Excerpts from a dataset:
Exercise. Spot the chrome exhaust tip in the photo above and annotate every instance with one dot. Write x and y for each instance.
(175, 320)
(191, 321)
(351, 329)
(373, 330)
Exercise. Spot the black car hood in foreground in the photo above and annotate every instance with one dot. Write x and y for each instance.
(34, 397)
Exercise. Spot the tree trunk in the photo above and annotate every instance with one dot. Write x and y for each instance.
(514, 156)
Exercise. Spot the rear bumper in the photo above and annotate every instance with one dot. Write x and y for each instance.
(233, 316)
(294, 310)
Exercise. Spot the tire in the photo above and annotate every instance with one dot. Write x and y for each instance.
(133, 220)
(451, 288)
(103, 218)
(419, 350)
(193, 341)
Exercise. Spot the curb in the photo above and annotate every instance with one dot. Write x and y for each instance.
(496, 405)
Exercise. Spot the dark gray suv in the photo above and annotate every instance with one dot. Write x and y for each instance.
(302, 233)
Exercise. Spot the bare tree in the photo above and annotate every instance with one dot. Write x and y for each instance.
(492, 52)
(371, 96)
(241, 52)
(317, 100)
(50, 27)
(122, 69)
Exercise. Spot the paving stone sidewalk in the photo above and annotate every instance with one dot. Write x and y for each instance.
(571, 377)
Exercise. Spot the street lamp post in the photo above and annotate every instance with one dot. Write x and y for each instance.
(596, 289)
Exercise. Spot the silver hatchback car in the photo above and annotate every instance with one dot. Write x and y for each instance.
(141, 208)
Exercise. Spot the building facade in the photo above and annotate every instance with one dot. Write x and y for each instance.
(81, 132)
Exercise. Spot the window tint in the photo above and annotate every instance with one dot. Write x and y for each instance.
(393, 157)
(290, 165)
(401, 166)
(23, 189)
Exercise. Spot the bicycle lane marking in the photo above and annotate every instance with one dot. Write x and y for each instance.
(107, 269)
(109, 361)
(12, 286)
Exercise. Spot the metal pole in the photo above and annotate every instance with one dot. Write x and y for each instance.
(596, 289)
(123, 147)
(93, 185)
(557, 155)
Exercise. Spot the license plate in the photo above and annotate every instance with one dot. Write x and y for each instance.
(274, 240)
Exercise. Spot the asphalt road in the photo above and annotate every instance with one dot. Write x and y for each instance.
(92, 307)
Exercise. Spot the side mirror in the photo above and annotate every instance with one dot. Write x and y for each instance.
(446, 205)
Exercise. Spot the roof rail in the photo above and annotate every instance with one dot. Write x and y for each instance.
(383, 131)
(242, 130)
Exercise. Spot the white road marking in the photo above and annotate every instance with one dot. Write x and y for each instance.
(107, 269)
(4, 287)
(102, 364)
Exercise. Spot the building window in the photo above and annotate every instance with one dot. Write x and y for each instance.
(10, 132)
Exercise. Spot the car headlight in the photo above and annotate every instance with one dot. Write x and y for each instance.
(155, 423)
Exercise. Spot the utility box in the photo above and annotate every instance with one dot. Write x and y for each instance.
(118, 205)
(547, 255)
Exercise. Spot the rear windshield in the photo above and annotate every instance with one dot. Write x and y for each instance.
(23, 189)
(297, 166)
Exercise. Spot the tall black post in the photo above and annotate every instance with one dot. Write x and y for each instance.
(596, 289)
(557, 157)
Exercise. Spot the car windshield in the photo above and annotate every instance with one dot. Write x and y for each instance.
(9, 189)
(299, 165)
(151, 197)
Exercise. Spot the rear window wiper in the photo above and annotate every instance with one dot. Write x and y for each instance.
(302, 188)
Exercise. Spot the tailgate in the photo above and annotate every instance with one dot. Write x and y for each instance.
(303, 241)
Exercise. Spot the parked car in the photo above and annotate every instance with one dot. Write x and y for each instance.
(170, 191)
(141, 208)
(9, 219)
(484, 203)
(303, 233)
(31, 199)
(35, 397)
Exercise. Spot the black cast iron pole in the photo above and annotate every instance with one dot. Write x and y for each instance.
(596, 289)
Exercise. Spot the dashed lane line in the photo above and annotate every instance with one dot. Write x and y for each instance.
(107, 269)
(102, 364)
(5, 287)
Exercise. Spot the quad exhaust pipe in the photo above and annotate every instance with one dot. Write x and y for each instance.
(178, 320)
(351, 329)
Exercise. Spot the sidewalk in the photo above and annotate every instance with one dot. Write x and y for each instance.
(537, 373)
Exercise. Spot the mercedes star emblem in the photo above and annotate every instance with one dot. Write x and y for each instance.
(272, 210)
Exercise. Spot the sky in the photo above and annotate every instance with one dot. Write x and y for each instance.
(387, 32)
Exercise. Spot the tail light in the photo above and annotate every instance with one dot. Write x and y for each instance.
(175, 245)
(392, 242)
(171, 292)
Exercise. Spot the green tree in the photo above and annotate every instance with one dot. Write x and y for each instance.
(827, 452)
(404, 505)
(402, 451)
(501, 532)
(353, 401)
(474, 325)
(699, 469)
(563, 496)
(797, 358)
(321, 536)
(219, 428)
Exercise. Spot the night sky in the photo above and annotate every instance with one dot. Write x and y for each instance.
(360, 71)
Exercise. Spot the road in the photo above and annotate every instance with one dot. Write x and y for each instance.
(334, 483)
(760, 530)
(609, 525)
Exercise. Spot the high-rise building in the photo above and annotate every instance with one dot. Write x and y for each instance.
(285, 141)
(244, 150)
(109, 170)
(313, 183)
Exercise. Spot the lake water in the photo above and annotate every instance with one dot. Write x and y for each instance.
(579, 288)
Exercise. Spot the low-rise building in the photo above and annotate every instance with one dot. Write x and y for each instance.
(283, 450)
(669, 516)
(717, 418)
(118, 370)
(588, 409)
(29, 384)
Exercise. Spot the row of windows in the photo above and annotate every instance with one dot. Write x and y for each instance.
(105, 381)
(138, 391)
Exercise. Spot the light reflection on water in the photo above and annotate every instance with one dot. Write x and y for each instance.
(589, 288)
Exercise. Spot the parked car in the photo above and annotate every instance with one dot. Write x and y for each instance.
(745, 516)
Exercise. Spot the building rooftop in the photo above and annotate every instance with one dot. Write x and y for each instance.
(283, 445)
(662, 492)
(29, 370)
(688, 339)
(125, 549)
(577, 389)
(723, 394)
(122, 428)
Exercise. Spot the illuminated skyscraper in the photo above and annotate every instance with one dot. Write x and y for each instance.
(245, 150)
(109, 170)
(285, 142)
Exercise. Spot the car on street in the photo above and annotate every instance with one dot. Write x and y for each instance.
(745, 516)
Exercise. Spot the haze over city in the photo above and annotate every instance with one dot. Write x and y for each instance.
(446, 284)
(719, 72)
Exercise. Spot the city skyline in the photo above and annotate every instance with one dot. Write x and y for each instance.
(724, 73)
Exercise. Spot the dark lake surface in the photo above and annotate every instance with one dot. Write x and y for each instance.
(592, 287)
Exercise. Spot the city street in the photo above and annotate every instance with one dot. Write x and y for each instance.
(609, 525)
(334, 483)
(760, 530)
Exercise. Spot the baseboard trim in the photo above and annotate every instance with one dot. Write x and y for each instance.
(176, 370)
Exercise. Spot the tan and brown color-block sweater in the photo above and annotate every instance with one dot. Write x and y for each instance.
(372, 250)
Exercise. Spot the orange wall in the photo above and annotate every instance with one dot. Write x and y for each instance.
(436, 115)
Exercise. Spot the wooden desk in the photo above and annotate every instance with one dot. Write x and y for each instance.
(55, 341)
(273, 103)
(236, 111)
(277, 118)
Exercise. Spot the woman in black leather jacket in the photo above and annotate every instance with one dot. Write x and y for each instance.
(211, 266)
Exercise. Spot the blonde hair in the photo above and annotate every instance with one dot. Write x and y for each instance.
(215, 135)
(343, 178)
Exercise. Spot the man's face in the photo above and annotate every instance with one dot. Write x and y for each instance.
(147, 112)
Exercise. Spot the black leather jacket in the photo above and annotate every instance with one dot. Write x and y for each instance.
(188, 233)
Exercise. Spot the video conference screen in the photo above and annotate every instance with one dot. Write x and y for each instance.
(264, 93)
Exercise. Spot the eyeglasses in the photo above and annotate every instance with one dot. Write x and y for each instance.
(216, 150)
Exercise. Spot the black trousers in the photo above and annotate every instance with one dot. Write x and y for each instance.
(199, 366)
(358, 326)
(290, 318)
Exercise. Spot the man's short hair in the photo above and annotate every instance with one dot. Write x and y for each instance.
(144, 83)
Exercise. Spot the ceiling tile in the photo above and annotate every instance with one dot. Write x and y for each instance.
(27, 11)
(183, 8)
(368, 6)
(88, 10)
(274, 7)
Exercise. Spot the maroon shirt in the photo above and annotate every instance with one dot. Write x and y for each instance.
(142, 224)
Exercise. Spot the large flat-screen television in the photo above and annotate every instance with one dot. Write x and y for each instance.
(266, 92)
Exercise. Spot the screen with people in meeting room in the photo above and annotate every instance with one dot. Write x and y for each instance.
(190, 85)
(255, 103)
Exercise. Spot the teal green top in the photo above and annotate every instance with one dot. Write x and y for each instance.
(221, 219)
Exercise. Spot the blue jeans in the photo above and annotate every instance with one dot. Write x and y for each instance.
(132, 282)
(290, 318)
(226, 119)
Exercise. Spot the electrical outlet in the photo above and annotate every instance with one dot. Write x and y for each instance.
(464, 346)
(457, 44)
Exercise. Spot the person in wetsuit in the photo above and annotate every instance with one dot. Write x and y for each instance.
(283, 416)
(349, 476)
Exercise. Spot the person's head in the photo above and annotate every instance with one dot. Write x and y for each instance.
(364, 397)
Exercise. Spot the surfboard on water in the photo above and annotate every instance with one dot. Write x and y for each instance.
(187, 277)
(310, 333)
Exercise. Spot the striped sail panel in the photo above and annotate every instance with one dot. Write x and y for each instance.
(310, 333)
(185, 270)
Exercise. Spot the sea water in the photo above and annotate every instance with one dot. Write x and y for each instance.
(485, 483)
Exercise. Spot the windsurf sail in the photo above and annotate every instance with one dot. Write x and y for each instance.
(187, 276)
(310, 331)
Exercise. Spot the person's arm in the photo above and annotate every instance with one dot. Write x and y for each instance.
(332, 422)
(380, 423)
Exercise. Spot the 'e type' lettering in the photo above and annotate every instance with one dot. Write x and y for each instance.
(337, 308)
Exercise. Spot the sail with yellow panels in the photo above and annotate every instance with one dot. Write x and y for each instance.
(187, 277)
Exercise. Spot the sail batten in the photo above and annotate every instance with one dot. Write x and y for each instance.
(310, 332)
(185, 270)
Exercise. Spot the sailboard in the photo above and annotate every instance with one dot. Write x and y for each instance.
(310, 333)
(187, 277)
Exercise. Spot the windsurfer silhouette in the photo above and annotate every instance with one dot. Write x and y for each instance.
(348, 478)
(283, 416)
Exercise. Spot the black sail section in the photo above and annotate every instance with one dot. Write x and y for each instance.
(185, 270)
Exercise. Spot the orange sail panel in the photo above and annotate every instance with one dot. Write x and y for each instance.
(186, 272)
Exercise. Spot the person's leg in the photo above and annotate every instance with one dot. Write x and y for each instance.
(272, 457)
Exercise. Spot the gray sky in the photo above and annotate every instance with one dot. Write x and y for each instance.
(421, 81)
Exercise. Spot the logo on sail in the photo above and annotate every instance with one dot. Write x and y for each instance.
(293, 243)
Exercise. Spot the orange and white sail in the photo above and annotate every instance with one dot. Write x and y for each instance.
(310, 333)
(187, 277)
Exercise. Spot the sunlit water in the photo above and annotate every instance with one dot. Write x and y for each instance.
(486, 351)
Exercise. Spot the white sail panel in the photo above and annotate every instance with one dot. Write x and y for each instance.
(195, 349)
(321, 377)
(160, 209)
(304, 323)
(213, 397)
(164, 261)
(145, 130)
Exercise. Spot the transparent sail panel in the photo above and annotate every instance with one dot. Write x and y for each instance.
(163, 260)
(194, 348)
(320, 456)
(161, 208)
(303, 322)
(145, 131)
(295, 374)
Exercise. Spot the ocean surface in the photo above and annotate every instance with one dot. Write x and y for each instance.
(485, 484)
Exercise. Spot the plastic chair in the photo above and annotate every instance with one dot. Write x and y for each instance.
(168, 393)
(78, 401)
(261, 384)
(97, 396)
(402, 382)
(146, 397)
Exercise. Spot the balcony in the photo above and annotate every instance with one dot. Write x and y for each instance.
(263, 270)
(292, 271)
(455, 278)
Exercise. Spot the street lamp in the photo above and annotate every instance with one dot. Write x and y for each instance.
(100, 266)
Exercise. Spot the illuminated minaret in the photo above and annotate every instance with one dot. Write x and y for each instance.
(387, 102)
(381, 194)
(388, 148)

WORK ITEM:
Exactly the lines from the one containing "Exercise. Spot the plastic" through the final line of the records must appear in your reply, and no others.

RESULT OF THIS EXERCISE:
Exercise. Spot the plastic chair in the photo above and annotate every instance with one dot. Write x and y for each instance.
(168, 393)
(78, 401)
(261, 384)
(97, 396)
(402, 382)
(146, 397)
Exercise. Spot the balcony in the photo above and annotate every instance with one dot. Write x and y for each instance.
(263, 270)
(292, 271)
(455, 278)
Exercise. Spot the street lamp in the photo above and annotate every instance with one dot. Write x and y for each instance.
(100, 266)
Exercise. Spot the illuminated minaret in the photo above and annotate every instance with one dot. Write x and y for each instance.
(387, 102)
(381, 194)
(388, 148)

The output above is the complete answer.